### [Stated exercise]
How many lines in the records below contain the string "track"? Give only the number.
──────── Working data
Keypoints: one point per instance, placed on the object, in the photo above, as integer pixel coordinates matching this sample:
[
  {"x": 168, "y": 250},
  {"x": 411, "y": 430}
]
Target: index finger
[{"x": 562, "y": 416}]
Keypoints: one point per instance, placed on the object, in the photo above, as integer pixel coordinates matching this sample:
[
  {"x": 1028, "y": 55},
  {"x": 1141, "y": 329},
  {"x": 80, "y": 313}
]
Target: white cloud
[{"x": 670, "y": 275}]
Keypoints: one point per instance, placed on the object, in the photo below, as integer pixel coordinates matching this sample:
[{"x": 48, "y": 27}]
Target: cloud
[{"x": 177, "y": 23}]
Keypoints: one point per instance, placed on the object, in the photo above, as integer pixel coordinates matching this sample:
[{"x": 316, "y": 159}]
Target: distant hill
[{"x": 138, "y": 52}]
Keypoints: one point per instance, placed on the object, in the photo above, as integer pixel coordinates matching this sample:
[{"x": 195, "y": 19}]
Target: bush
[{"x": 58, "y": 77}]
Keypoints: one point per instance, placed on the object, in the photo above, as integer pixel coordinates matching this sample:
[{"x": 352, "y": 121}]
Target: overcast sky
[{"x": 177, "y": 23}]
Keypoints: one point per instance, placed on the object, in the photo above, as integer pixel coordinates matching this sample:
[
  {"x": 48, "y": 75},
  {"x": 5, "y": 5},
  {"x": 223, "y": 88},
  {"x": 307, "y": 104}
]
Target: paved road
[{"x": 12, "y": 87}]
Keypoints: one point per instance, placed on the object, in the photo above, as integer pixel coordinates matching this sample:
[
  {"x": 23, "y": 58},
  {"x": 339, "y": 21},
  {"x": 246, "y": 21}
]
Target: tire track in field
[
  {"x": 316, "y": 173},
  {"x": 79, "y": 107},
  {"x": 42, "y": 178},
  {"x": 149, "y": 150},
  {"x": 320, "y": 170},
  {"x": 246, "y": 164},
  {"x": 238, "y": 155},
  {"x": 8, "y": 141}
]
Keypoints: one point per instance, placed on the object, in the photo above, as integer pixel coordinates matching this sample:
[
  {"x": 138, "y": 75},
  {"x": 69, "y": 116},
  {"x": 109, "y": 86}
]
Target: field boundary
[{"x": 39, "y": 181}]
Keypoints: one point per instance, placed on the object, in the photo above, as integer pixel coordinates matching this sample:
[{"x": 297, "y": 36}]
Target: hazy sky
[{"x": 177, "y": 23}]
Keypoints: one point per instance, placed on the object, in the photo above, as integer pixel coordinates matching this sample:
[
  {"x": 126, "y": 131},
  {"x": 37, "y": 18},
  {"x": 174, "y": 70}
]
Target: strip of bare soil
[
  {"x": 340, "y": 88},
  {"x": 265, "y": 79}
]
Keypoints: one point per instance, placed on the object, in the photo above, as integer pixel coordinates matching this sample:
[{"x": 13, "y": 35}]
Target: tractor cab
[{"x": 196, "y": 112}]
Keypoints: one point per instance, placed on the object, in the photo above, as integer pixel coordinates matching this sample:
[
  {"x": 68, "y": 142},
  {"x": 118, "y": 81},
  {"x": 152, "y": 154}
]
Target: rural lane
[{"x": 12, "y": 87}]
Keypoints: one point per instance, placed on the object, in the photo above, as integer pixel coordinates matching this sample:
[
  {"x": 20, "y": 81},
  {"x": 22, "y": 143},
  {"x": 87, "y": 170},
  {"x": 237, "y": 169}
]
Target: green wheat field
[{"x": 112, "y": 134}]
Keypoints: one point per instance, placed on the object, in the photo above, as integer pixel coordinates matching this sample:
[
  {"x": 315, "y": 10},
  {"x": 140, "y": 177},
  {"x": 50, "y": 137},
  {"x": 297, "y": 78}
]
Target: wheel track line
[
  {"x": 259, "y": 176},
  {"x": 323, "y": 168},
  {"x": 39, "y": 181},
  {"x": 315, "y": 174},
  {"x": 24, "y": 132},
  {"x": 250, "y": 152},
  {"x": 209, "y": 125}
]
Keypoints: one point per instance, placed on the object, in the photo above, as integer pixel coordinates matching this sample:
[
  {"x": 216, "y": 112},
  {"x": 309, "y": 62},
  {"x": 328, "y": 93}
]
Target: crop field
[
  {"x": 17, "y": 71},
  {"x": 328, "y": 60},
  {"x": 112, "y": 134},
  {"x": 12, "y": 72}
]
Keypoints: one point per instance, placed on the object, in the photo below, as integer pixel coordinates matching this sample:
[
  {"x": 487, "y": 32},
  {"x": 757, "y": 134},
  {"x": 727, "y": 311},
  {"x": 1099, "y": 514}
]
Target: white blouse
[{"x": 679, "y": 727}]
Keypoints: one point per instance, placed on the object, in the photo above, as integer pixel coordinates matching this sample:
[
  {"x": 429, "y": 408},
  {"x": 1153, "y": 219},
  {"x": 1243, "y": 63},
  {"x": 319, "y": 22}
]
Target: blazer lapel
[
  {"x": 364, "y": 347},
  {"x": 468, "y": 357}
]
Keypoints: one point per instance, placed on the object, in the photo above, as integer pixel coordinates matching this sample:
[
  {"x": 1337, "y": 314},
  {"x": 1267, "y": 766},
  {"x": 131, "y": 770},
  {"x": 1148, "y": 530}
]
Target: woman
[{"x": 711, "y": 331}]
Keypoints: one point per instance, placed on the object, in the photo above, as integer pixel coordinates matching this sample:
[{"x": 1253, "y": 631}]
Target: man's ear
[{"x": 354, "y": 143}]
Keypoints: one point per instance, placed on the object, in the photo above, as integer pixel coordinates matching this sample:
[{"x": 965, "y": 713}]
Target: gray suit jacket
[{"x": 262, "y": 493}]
────────────────
### [Full response]
2